Copy out the listing below, replacing every occurrence of "each instance" with "every instance" and changing nothing else.

------------------------------------------------------------

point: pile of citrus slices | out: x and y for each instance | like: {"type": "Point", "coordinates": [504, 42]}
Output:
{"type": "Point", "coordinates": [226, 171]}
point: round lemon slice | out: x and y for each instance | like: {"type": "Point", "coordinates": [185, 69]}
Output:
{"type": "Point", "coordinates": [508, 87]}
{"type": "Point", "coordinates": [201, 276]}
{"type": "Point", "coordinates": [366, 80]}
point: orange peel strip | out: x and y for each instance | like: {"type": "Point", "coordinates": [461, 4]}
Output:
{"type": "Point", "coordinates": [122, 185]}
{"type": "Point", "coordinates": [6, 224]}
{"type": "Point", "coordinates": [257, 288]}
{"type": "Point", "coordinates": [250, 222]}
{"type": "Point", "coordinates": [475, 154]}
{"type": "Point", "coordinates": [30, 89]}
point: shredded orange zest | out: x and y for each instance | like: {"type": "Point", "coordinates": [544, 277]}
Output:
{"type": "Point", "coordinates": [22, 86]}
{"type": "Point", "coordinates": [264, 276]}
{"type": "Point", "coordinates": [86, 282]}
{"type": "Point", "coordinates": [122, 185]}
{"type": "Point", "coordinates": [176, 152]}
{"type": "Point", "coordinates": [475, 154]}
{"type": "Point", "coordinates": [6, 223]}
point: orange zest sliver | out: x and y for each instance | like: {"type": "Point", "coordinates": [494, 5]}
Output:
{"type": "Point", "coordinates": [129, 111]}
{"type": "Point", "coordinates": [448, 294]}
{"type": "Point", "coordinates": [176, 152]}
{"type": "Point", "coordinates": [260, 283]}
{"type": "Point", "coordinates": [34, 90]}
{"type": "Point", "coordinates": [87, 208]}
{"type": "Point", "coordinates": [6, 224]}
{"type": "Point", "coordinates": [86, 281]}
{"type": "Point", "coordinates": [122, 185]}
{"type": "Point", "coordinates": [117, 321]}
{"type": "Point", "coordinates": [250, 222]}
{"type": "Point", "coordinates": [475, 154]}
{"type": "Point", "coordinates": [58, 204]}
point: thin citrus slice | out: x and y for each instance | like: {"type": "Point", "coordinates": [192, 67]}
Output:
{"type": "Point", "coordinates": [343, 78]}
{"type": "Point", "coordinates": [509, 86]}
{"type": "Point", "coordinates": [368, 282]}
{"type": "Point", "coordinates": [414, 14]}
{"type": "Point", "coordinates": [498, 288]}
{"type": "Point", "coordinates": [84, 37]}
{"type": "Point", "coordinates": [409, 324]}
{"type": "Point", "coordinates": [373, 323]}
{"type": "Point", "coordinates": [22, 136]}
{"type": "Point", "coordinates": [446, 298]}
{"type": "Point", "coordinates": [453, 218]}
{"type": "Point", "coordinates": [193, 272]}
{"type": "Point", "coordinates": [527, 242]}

------------------------------------------------------------

◆ **RESULT FOR THIS TASK**
point: pile of citrus slices | out: x and y for every instance | like: {"type": "Point", "coordinates": [504, 42]}
Output:
{"type": "Point", "coordinates": [226, 171]}
point: round lemon slice | out: x and y for every instance | like: {"type": "Point", "coordinates": [185, 69]}
Output:
{"type": "Point", "coordinates": [508, 87]}
{"type": "Point", "coordinates": [201, 276]}
{"type": "Point", "coordinates": [366, 80]}
point: orange peel strip | out: x and y for every instance | like: {"type": "Point", "coordinates": [461, 4]}
Output:
{"type": "Point", "coordinates": [122, 185]}
{"type": "Point", "coordinates": [6, 224]}
{"type": "Point", "coordinates": [257, 288]}
{"type": "Point", "coordinates": [250, 222]}
{"type": "Point", "coordinates": [475, 154]}
{"type": "Point", "coordinates": [30, 89]}
point: shredded orange zest | out: x and y for every instance | like: {"type": "Point", "coordinates": [544, 277]}
Output:
{"type": "Point", "coordinates": [22, 86]}
{"type": "Point", "coordinates": [264, 276]}
{"type": "Point", "coordinates": [86, 282]}
{"type": "Point", "coordinates": [122, 185]}
{"type": "Point", "coordinates": [176, 152]}
{"type": "Point", "coordinates": [475, 154]}
{"type": "Point", "coordinates": [6, 223]}
point: orange zest sliver | out: x and y for every instance | like: {"type": "Point", "coordinates": [494, 5]}
Output:
{"type": "Point", "coordinates": [129, 111]}
{"type": "Point", "coordinates": [448, 294]}
{"type": "Point", "coordinates": [176, 152]}
{"type": "Point", "coordinates": [260, 283]}
{"type": "Point", "coordinates": [34, 90]}
{"type": "Point", "coordinates": [87, 208]}
{"type": "Point", "coordinates": [6, 224]}
{"type": "Point", "coordinates": [86, 281]}
{"type": "Point", "coordinates": [122, 185]}
{"type": "Point", "coordinates": [117, 321]}
{"type": "Point", "coordinates": [250, 222]}
{"type": "Point", "coordinates": [475, 154]}
{"type": "Point", "coordinates": [58, 204]}
point: thin citrus slice | out: x and y for every instance | like: {"type": "Point", "coordinates": [192, 67]}
Output:
{"type": "Point", "coordinates": [343, 78]}
{"type": "Point", "coordinates": [509, 86]}
{"type": "Point", "coordinates": [368, 282]}
{"type": "Point", "coordinates": [414, 14]}
{"type": "Point", "coordinates": [498, 288]}
{"type": "Point", "coordinates": [84, 37]}
{"type": "Point", "coordinates": [409, 324]}
{"type": "Point", "coordinates": [373, 323]}
{"type": "Point", "coordinates": [22, 136]}
{"type": "Point", "coordinates": [446, 298]}
{"type": "Point", "coordinates": [453, 218]}
{"type": "Point", "coordinates": [193, 272]}
{"type": "Point", "coordinates": [527, 242]}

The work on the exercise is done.